Poursuivez le texte sur le vote des Arabes israéliens aux élections législatives de mars 2021 à partir de sa dernière phrase.

● **Texte**

<<<<

Le 23 mars 2021, les israéliens se rendront dans les urnes pour élire la 24ème Knesset. Eu égard aux dissensions récentes entre les partis de la droite israélienne, le vote des arabes israéliens devrait bien constituer l’enjeu de la victoire. Plus généralement, la multiplicité des partis politiques (de droite comme de gauche) et leurs divergences stratégiques, les incite désormais à séduire (voire à courtiser) le vote arabe : la configuration de la prochaine Knesset devrait en être tout à fait originale. Pour soigner son image auprès des populations arabes israéliennes, le Premier Ministre Benjamin Netanyahou se présente d’ailleurs lui-même comme « Abu Yair » (c’est-à-dire le père de Yair).

Benjamin Netanyahou s’est rendu, au cours de ces trois derniers mois, au sein des communautés arabes, comme il ne l’avait jamais fait, lors des précédentes consultations. Par ailleurs, et sur les réseaux sociaux, il se montre tel un ami des populations arabes israéliennes : on peut ainsi le voir, sur des vidéos de Tik Tok, assis en tailleur, sous une tente de bédouins dans le désert, partageant le café avec les anciens de la tribu.

En outre, il a évoqué la possibilité de nommer Nail Zoabi, premier musulman sur la liste des candidats du Likoud, parmi les membres de son prochain gouvernement (bien que ce dernier ait peu de chance de gagner un siège dans la future Knesset). Les candidats figurant sur la liste Likoud sont d’ailleurs confiants sur la capacité du Premier Ministre de gagner un ou deux sièges grâce aux voix de personnes arabes israéliennes, et ainsi remporter la victoire.

Dans son discours, Benjamin Netanyahou ne manque jamais de rappeler qu’il a compris le souhait des citoyens arabe israéliens de voir leur situation s’améliorer, ce qu’il est en mesure de faire, contrairement aux dirigeants arabes qui se sont toujours opposer au progrès. Il a également rappelé l’importance du nombre de vaccins qu’il avait pu obtenir pour Israël. S’agissant de la sécurité, il a promis des budgets supplémentaires pour mettre un terme à criminalité croissante dans les communautés arabes « résultat d’années de négligence et d’hostilité de la police ». Il a également assuré que les accords d’Abraham passé avec les Etats arabes du Golfe étaient une chance pour eux et qu’ils en seraient, bien évidemment, les grands bénéficiaires.

Notons que bon nombre de politiciens de droite comprennent également la nécessité de gagner des voix au sein de la population arabe israélienne :

Gideon Saar (qui a claqué la porte du Likoud pour créer sa propre formation, Tikva Hadacha, nouvel espoir), fait campagne en reprochant au Likoud, de négliger la sécurité des arabes israéliens.

>>>>

● **Extrait de données**
<<<<

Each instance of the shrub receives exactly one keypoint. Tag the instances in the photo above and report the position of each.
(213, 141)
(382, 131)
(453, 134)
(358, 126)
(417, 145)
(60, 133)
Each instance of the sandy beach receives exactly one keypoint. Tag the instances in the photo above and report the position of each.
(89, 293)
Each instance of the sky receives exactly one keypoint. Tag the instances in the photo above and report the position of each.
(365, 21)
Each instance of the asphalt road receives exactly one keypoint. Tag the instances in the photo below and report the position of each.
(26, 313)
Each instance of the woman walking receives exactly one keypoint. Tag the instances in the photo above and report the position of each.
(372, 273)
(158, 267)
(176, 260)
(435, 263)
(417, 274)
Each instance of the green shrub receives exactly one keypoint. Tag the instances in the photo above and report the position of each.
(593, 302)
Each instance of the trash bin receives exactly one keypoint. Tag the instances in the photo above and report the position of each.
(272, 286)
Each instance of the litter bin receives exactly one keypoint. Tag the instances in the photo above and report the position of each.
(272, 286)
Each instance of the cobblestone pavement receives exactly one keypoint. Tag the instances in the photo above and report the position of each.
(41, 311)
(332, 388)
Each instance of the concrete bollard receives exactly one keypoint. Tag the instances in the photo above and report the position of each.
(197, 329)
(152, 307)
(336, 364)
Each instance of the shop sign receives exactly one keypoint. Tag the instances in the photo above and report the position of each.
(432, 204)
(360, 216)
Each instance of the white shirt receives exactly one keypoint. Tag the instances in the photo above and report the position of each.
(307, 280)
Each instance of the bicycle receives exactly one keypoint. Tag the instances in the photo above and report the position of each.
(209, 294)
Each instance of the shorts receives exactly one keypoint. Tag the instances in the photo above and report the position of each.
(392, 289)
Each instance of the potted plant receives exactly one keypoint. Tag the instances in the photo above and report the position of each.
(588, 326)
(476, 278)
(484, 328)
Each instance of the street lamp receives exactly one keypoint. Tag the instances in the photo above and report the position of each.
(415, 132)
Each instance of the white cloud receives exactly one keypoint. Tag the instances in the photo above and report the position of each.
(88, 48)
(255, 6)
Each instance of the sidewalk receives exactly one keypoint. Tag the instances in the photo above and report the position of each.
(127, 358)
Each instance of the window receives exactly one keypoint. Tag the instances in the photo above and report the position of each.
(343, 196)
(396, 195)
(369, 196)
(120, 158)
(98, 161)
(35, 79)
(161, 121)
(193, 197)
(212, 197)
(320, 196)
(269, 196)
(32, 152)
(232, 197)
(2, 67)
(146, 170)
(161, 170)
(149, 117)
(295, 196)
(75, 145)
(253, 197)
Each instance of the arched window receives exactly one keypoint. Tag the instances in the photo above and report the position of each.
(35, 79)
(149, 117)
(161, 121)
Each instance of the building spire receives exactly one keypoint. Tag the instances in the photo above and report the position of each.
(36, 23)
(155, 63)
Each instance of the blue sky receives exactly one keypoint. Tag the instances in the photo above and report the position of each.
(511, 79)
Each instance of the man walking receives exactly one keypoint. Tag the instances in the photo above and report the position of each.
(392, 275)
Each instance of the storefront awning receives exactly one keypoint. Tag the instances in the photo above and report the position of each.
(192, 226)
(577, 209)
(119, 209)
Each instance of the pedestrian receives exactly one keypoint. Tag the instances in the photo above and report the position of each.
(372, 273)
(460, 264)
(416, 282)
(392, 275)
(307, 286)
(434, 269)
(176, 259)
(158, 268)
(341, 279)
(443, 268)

>>>>

● **Réponse**
Pour sa part, Naftali Bennett, dirigeant du parti Yamina, a ouvert « un bureau pour le secteur arabe » confirmant aux populations arabes israéliennes qu’il était aussi attentif à leurs préoccupations qu’à celles des juifs israéliens.

Avigdor Liebermann du parti Yisrael beitenou qui a toujours milité pour la perte de  la citoyenneté des citoyens arabes israéliens qui feraient preuve de déloyauté à l’égard d’Israël, soutient également la nécessité de permettre à la minorité arabe de disposer d’une parfaite égalité en Israël.

Enfin, Eli Avidar s’est permis de critiquer la loi sur l’État-nation, qui marginalise les arabes israéliens en ce qu’elle réserve le droit à l’autodétermination aux seules personnes juives.

On assiste au même phénomène chez les candidats de la gauche israélienne :

Yair Lapid (Yesh Atid) qui s’en était pris aux citoyens arabes israéliens en les nommant de « Zoabis » (nom de l’ancienne députée qui se présentait comme palestinienne de la Knesset), appelle désormais l’ouverture d’une « nouvelle aube » dans les relations entre les juifs et les arbres en Israël : « Nous avons changé, et ils ont changé ».

De même, le leader travailliste Merav Michaeli a fait part de son souhait de s’allier avec la liste arabe commune alors même que Isaac Herzog, ancien dirigeant du parti, reprochait à ses membres de se comporter tels « les amants des arabes ».

Enfin, le parti Meretz comprendra deux candidats arabes dans les cinq premières places. Son dirigeant, Nitzan Horowitz s’en est félicité en ces termes: « Je pense que dans aucun parti depuis la création de l’Etat il n’y a eu un tel ratio d’Arabes par rapport aux Juifs».

Il s’agit d’une nouvelle posture : Benny Gantz (Kahol lavant) avait refusé de former une alliance avec les partis arabes pour faire tomber Benjamin Netanyahou.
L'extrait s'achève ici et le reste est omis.